▸ Exercise
Write out, word for word, the stretch of the passage on tying umbilical cords from "Dental tape works" through "dental floss out!".

Shinyshilling - I've copied all the comments from the archives of the midwifery website . Not sure if you can access it if you're not a member?
Right at the end it says about braiding cross stitch threads. HTH
"Rubber bands, 3.5 cms long by 2mm wide, are wound four times round an average size cord: they are considered to be more efficient than tape which may allow leakage: rubber bands may cut through a thick cord. Rubber bands shrink as the cord shrinks." We applied the Spencer Wells forceps 5 cms from the umbilicus and wrapped the elastic band round the cord and forceps 4 times and then providing the elastic seemed tight enough, we removed the clamp.
Dental tape works quite well - and I have no qualms about being sterile. I sterilise my own instruments after use - and store 'clean'. Birth is not a sterile event.
Have been using non-waxed dental floss for years- it seems to be effective, cheap and socially clean. It caused alot of raised eyebrows from the paediatricans at the hospital which led to us giving up using it for hospital births and going back to clamps, but we do lots of home births where we use dental floss. And in fact, now feel like making a stand against the unneccessary medicalisation of cord tying! Everyone get their dental floss out!
I agree - using dental floss works really well. I also know a couple who chose to make their own cord tie, plaited out of horses hair from their own horse. Boiled up lovely and was a very effective tie!
Many of the women I attend prefer not to use the plastic cord clamps and there really is no problem. Messrs Ethicon sell Umbilical cotton tape in a sterile pack rather like a suture packet. I am looking at one as I type. Or the woman can just get some 1/4 inch cotton tape, cut two lengths of about 10 inches and while in early labour boil them in water for about 20 minutes, take them off the boil and leave to cool. Midwife then has two sterile lengths of tape in sterile water.
I have some tape which is produced by ethicon and is intended for tying cords. It's obviously not sterile once opened and used for the first time, but it is clean as it is like a cotton reel in a tube with a snap lid and you pull out as much as you want and cut off the appropriate length - a bit like you do dental floss but as it's tape rather than as thin as floss I would think it's less likely to cut through the cord. I 'inherited' it from a midwife friend (looks like there's enough there to last me and a few midwives after me!) and use it when clients don't want a plastic clamp.
I only got about halfway through mentioning to a midwife last time that I would like to use dental floss instead of a plastic clamp on my second baby's cord, when she said "Oh, we'll just use a cord tie, then" - I think that was what she called it. In the event it was just thin string, just like dental floss. Nobody seemed to find it at all controversial.
If you do want to use something though braided cross-stitch thread in chosen colours is what many couples planning unassisted birth use. Use it wet as it grips the cord tissue better.

(Collection entries)

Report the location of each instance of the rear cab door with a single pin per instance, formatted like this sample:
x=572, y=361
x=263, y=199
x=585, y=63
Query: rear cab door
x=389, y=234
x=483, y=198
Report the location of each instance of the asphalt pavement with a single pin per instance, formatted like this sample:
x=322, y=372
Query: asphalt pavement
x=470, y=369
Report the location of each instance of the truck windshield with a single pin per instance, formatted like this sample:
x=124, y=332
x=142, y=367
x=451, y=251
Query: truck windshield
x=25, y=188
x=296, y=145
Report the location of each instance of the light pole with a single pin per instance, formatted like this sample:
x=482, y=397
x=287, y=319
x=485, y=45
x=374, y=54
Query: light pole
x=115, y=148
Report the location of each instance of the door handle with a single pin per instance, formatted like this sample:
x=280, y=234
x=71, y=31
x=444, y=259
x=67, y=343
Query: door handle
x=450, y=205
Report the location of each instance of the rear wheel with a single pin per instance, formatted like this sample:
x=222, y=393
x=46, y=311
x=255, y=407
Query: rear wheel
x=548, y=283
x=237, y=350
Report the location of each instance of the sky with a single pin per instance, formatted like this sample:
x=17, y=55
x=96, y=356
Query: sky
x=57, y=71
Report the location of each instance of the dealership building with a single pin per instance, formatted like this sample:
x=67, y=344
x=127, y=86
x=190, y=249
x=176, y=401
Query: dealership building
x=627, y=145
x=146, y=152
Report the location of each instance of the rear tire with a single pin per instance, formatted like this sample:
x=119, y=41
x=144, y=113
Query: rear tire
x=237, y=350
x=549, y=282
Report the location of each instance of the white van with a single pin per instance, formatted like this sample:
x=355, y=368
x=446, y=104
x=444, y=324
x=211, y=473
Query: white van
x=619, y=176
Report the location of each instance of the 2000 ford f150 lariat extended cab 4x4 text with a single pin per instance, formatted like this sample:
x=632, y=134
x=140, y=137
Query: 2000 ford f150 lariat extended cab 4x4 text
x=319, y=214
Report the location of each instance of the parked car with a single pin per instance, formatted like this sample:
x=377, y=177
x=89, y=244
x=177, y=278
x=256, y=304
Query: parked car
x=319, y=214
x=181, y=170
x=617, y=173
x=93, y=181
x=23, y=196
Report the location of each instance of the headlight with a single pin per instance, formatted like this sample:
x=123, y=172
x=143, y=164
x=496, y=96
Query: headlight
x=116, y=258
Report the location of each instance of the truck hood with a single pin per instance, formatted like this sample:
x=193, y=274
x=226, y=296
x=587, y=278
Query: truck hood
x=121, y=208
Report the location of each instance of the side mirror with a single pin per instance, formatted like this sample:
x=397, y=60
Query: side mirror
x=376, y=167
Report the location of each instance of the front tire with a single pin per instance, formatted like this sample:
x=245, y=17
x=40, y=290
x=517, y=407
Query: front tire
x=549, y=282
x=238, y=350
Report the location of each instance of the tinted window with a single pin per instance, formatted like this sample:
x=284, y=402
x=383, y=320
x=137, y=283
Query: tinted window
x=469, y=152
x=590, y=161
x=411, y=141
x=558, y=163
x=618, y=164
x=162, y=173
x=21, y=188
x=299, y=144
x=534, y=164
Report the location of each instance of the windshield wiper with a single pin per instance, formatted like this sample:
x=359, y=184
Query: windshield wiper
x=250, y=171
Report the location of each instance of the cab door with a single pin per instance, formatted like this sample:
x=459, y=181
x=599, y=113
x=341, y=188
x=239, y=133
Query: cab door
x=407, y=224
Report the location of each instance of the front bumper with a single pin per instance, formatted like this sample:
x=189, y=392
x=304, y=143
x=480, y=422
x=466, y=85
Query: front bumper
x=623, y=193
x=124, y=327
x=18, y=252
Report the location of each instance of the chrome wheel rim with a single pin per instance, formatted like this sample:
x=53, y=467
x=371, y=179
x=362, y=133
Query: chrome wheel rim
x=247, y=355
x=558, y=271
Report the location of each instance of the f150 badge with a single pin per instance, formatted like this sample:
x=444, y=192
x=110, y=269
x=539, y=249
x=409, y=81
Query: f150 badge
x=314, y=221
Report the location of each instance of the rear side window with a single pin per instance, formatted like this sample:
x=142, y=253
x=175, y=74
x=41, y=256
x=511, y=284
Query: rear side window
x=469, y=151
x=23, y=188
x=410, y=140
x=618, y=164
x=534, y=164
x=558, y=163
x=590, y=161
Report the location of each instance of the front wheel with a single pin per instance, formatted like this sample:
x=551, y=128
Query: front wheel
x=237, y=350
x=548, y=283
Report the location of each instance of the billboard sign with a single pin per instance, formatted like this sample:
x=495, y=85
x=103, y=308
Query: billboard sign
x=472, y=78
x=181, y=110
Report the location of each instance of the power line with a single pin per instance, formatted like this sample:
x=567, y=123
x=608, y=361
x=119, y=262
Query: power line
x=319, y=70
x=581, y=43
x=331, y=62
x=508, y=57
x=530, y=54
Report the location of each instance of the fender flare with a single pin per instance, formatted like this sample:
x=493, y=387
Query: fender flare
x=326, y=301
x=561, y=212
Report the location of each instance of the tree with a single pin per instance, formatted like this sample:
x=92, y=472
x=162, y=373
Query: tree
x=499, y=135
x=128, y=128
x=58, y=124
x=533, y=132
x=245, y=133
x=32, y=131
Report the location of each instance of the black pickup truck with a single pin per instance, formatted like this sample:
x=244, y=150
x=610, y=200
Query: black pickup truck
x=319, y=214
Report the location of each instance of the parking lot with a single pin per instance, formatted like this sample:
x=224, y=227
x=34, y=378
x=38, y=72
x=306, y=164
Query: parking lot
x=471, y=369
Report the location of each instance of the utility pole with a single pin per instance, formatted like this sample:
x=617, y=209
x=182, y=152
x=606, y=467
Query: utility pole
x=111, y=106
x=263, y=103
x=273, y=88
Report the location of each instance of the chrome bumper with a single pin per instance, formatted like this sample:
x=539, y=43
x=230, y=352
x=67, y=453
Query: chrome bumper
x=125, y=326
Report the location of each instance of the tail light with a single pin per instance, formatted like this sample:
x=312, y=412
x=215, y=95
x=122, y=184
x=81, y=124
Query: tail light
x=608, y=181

▸ Exercise output
Dental tape works quite well - and I have no qualms about being sterile. I sterilise my own instruments after use - and store 'clean'. Birth is not a sterile event.
Have been using non-waxed dental floss for years- it seems to be effective, cheap and socially clean. It caused alot of raised eyebrows from the paediatricans at the hospital which led to us giving up using it for hospital births and going back to clamps, but we do lots of home births where we use dental floss. And in fact, now feel like making a stand against the unneccessary medicalisation of cord tying! Everyone get their dental floss out!